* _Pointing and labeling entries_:
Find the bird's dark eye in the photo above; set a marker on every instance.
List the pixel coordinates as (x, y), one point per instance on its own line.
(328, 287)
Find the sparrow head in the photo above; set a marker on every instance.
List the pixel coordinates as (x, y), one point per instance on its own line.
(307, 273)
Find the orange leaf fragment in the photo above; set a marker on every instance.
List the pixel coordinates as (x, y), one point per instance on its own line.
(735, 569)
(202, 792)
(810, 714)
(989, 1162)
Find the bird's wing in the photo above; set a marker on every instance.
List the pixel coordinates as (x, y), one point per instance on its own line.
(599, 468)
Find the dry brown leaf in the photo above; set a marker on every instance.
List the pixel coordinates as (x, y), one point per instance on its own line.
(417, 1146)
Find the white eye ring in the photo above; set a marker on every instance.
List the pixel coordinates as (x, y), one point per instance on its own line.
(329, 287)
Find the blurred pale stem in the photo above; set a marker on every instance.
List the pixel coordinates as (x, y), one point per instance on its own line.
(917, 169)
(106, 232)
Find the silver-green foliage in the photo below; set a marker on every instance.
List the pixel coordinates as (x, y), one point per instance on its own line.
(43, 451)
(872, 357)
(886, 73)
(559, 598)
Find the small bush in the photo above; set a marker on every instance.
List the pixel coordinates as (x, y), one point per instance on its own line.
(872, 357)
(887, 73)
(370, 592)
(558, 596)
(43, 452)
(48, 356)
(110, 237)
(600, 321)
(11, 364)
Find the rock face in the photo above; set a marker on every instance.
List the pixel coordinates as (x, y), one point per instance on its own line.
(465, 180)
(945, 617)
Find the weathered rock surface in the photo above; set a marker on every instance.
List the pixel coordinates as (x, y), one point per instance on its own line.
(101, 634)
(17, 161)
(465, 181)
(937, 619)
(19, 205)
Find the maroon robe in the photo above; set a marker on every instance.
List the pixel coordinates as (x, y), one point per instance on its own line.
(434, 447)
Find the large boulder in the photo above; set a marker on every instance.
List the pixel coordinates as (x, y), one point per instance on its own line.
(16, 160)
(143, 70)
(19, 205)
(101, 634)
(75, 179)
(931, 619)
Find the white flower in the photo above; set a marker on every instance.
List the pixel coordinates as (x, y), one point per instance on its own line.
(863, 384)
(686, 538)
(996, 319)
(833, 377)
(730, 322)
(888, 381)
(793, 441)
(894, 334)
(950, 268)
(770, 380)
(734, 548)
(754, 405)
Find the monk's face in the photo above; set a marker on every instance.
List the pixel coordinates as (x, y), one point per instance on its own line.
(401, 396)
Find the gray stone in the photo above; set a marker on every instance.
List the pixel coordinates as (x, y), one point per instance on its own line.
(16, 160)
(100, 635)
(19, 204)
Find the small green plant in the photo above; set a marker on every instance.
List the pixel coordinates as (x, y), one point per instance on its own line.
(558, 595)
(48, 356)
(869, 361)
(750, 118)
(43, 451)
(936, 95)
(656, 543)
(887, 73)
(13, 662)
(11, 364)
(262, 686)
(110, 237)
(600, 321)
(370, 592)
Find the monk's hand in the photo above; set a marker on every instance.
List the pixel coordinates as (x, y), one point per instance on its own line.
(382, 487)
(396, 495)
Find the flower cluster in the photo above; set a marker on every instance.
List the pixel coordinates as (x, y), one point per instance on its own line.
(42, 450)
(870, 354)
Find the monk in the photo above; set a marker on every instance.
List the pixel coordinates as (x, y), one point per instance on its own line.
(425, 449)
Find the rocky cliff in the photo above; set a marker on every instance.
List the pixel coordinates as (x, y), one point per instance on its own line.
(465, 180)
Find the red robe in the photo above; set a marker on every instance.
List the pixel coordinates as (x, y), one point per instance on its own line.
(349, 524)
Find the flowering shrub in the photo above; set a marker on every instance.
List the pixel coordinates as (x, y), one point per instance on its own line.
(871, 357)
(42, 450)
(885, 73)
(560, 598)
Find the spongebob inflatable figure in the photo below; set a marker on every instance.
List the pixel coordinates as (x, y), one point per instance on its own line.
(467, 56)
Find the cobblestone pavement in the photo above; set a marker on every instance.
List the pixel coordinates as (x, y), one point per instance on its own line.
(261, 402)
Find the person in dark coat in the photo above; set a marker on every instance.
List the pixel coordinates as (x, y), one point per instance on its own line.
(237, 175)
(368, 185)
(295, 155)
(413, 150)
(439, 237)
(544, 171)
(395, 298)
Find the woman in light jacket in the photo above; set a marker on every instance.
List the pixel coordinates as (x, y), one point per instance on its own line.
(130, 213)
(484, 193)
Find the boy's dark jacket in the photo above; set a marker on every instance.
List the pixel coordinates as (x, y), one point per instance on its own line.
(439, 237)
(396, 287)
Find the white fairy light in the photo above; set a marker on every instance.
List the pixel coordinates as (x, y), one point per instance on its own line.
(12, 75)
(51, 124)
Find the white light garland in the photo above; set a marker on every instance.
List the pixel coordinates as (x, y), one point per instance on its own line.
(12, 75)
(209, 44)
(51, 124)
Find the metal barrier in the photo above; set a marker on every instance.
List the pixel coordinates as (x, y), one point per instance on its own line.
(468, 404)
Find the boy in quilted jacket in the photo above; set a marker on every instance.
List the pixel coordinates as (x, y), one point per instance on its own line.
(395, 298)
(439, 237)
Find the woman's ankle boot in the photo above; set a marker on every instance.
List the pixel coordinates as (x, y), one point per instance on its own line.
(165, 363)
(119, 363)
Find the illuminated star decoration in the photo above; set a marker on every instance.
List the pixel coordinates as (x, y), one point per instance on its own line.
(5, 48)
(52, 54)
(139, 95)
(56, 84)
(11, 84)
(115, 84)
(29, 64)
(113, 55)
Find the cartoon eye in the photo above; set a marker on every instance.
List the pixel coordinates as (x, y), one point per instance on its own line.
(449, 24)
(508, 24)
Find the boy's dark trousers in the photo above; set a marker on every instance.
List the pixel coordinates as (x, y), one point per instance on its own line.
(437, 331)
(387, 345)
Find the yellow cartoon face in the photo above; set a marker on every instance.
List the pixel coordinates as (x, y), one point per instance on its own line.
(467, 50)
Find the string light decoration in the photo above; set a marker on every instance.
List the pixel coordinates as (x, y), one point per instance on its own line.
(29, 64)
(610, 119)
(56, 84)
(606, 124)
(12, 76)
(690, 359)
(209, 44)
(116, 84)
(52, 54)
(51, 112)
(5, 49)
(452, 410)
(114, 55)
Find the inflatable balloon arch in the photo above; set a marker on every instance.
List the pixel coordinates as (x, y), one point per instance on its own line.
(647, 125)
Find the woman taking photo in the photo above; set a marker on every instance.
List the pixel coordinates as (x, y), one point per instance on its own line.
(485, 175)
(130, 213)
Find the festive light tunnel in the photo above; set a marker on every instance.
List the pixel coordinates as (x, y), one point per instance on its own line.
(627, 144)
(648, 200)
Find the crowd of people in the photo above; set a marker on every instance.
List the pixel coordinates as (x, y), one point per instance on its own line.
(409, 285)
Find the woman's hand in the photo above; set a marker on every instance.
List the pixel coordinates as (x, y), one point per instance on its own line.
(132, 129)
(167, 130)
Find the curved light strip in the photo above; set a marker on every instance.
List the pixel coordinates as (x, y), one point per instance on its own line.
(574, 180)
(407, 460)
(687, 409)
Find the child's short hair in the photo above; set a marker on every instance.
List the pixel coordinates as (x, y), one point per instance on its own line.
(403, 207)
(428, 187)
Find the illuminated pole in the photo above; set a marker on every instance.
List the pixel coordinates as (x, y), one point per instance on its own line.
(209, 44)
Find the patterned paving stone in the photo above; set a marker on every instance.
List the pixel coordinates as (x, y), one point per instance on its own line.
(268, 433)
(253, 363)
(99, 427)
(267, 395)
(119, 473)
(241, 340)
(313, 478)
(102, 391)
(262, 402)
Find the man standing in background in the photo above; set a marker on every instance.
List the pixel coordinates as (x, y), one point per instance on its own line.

* _What to work on_: Transcribe the entire listing above precisely.

* _Solved exercise_:
Find the bird's dark eye in the photo above; set a marker on every instance.
List the pixel coordinates as (x, y), one point per instance on its own line.
(328, 287)
Find the sparrow head in the photo above; set a marker on every instance.
List the pixel coordinates as (x, y), one point per instance on its own line.
(307, 273)
Find the orange leaf fragment in the photo above; set a marker on every instance.
List the pixel coordinates as (x, y), one point per instance on its own line.
(735, 569)
(202, 792)
(810, 714)
(989, 1162)
Find the bird's wing in the photo above; set a marker on every instance.
List the pixel coordinates as (x, y), one point per instance on its own line.
(599, 468)
Find the dry brown leaf in the photo above; set a marker on every instance.
List the pixel coordinates as (x, y), one point per instance on its own line.
(417, 1146)
Find the white eye ring in the photo above; set a marker on every instance.
List the pixel coordinates as (x, y), one point per instance on its own line.
(329, 287)
Find the blurred pale stem in the photo above; set a marker on every instance.
List the pixel coordinates as (x, y), one point per instance on its own line.
(917, 169)
(106, 232)
Find the silver-green foliage in the photo below; set a marker on every instance.
List the pixel coordinates as (x, y), one point per instance on its own line.
(43, 451)
(872, 357)
(886, 73)
(559, 598)
Find the small bush in the photo above; set a marker on every instance.
List the pixel coordinates as (x, y), one point per instance on its own line.
(872, 357)
(887, 73)
(370, 592)
(558, 596)
(43, 452)
(48, 356)
(110, 237)
(600, 321)
(11, 364)
Find the rock face in the photo above; set a marker on every instance.
List the pixel coordinates as (x, y), one point per instance on its own line.
(465, 180)
(945, 617)
Find the weathered rock surface in the photo above; set a marker on every instance.
List the pixel coordinates as (x, y), one point per instance on its own line.
(101, 634)
(17, 161)
(465, 181)
(937, 619)
(19, 205)
Find the maroon robe in the photo above; set a marker on every instance.
List the pixel coordinates as (x, y), one point per instance on its own line.
(434, 447)
Find the large boulder in the photo above; set a marker on every instance.
List the pixel coordinates as (x, y), one point per instance on its own line.
(16, 160)
(143, 70)
(19, 205)
(101, 634)
(75, 179)
(931, 619)
Find the white flower in the photo above; set a marker on every instance.
List the pixel coordinates as (x, y), one point per instance on its own line.
(863, 384)
(686, 538)
(996, 319)
(833, 377)
(730, 322)
(888, 381)
(793, 441)
(894, 334)
(950, 268)
(770, 380)
(734, 548)
(754, 405)
Find the monk's face in the photo above; set a marker on every instance.
List the pixel coordinates as (x, y), one point per instance on its own line.
(401, 396)
Find the gray stone in the photo above; set a marker on every instance.
List the pixel coordinates as (x, y), one point per instance on its own line.
(16, 160)
(100, 635)
(19, 204)
Find the small green plant in the photo above; set a marker on every instance.
List the pixel coordinates as (x, y), one point per instance on its own line.
(558, 595)
(48, 356)
(869, 361)
(750, 118)
(43, 451)
(936, 95)
(656, 543)
(887, 73)
(13, 662)
(11, 364)
(262, 686)
(110, 237)
(600, 321)
(370, 592)
Find the monk's hand in the photo above; set a marker on every instance.
List the pixel coordinates as (x, y), one point per instance on its own line.
(382, 487)
(396, 495)
Find the flower cluster in the photo above; set a marker on every instance.
List the pixel coordinates as (x, y), one point per instance on its own line.
(42, 450)
(870, 354)
Find the monk in the photo above; set a marker on every instance.
List the pixel coordinates as (x, y), one point per instance on its own line.
(425, 449)
Find the rocky cliff in the photo above; set a marker on every instance.
List the pixel coordinates as (x, y), one point per instance on its own line.
(465, 180)
Find the red robe in the photo above; set a marker on every instance.
List the pixel coordinates as (x, y), one point per instance on its own line.
(349, 524)
Find the flowering shrub in the photo above; set a marker on every instance.
List the pixel coordinates as (x, y), one point per instance on its own line.
(871, 357)
(42, 450)
(885, 73)
(560, 598)
Find the spongebob inflatable figure in the photo below; set a marker on every instance.
List the pixel coordinates as (x, y), one point per instance on its own line.
(467, 56)
Find the cobblestone pavement in the photo above; set a marker on every instance.
List the pixel coordinates as (x, y), one point per instance on its own line.
(261, 402)
Find the person in dark coat in the photo above; set a marker on every instance.
List the pixel coordinates as (x, y), one point per instance on its own line.
(237, 175)
(368, 185)
(295, 155)
(413, 150)
(439, 237)
(544, 171)
(395, 298)
Find the woman in light jacket in the photo above; set a marker on every instance.
List the pixel coordinates as (x, y), one point per instance on its own line.
(130, 213)
(484, 193)
Find the boy's dark jacket in the photo above; set a marker on every instance.
List the pixel coordinates as (x, y), one point per instance on its own line.
(439, 237)
(396, 287)
Find the white fairy light in the photo above; set a marker on every instance.
List the pixel coordinates as (x, y), one point per instance on its own line.
(12, 75)
(51, 124)
Find the white light garland in the photo above; set a marker on every instance.
List the pixel coordinates as (x, y), one point per instance on its own line.
(12, 75)
(209, 44)
(51, 124)
Find the metal barrier in the photo above; set a marker on every instance.
List the pixel coordinates as (x, y), one point per instance on its own line.
(468, 404)
Find the boy in quilted jacket in the photo above; set a marker on every instance.
List the pixel coordinates as (x, y), one point per instance on its own line.
(395, 298)
(439, 237)
Find the woman's ankle boot in the photo above; set a marker on every instance.
List the pixel coordinates as (x, y), one point per instance on its own line.
(165, 363)
(119, 363)
Find the illuminated star decoration in the photo above; set a marker on every instance.
List the pixel coordinates as (x, y), one point per instance on its own line.
(5, 48)
(52, 54)
(139, 95)
(56, 84)
(11, 84)
(115, 84)
(29, 64)
(113, 55)
Find the cartoon eye in the photo above; set a marker on every instance.
List the pixel coordinates as (x, y), one point per instance on its own line.
(449, 24)
(508, 24)
Find the boy's dark trousers in the photo above; set a marker on every instance.
List the pixel coordinates as (x, y), one point per instance on its own line.
(437, 331)
(387, 345)
Find the yellow cartoon face in the photo above; set a marker on every instance.
List the pixel coordinates as (x, y), one point per instance on its own line.
(467, 50)
Find the string light decoration in the photo above; set a marker on every instance.
List the pixel coordinates as (x, y), one point per instance on its own line.
(29, 64)
(610, 119)
(56, 84)
(606, 124)
(12, 76)
(690, 359)
(209, 44)
(116, 84)
(52, 54)
(51, 112)
(5, 49)
(452, 410)
(114, 55)
Find the inflatable balloon arch in the photo above; set a marker on every instance.
List the pixel coordinates as (x, y), one point per instance on its own line.
(647, 125)
Find the woman taking photo in the photo above; set a marker on every instance.
List the pixel coordinates as (x, y), one point per instance on its own line.
(485, 175)
(130, 213)
Find the festive light tunnel in the photo above; set a marker on every instance.
List the pixel coordinates as (x, y), one point per instance on its own line.
(627, 144)
(648, 200)
Find the crowd of people in the photo above; set a marker on every instance.
List the pixel coordinates as (x, y), one point per instance on its own line.
(409, 285)
Find the woman's hand in the photo above; set a marker on every instance.
List the pixel coordinates as (x, y), one point per instance on its own line.
(132, 129)
(167, 130)
Find the curved light strip in the photo above; set a marker on every instance.
List the pixel coordinates as (x, y), one point per instance on its own line.
(574, 180)
(407, 460)
(687, 409)
Find the child's short hair in the photo above; set a marker on every instance.
List the pixel coordinates as (x, y), one point per instance on its own line.
(403, 207)
(428, 187)
Find the illuminated pole in the photo above; set a marker on every instance.
List the pixel coordinates as (x, y), one point per instance on its own line.
(209, 44)
Find the patterned paving stone in the photo above; set a marker on every instance.
List the pixel coordinates as (x, y), one point per instance on its own line.
(268, 433)
(253, 363)
(99, 427)
(267, 395)
(119, 473)
(241, 340)
(313, 478)
(102, 391)
(262, 402)
Find the man standing in background in the photo above; set a marker on every instance.
List the pixel coordinates as (x, y), one point per instance on its own line.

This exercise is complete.